PROBLEM REQUIREMENTS
Rewrite the records below as a two-column CSV with the headers "query" and "boxes". Make one row for each answer, with the text leading up to it in "query" and the answer in "boxes", each in one quoted field, with line breaks turned into spaces and the pictures left out.

DATA SUPPLIED
>> begin

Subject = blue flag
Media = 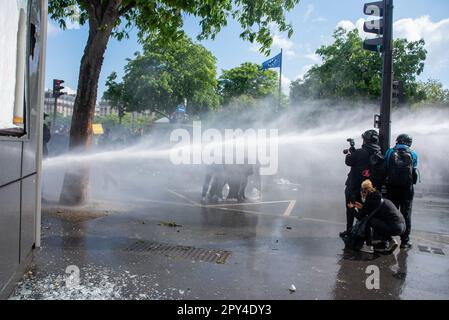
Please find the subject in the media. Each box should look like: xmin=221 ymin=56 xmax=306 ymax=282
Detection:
xmin=262 ymin=53 xmax=282 ymax=70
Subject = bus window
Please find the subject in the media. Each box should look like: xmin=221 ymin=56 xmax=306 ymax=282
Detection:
xmin=0 ymin=0 xmax=29 ymax=136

>> end

WRITTEN REPLY
query,boxes
"Subject = blue flag Media = Please find the subject in the media. Each box should look like: xmin=221 ymin=56 xmax=306 ymax=282 Detection:","xmin=262 ymin=53 xmax=282 ymax=70"
"Subject = bus window Please find the subject in the media. Each box should look like: xmin=221 ymin=56 xmax=306 ymax=282 Detection:","xmin=0 ymin=0 xmax=29 ymax=136"